# start of EXTRACTED MATERIAL
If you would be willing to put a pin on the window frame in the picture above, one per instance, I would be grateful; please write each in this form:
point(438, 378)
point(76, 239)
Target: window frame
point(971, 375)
# end of EXTRACTED MATERIAL
*EXERCISE OBJECTIVE*
Write out every line of the records again, requests included, but multiply each point coordinate in the answers by 1.65 and round to the nearest whole number, with halves rounding up. Leave all numbers in the requests and their format samples unchanged.

*RESULT OF THE TASK*
If you would be willing to put a pin on the window frame in the picture above, one per instance, I would be grateful; please write each in this form:
point(438, 378)
point(76, 239)
Target: window frame
point(1602, 619)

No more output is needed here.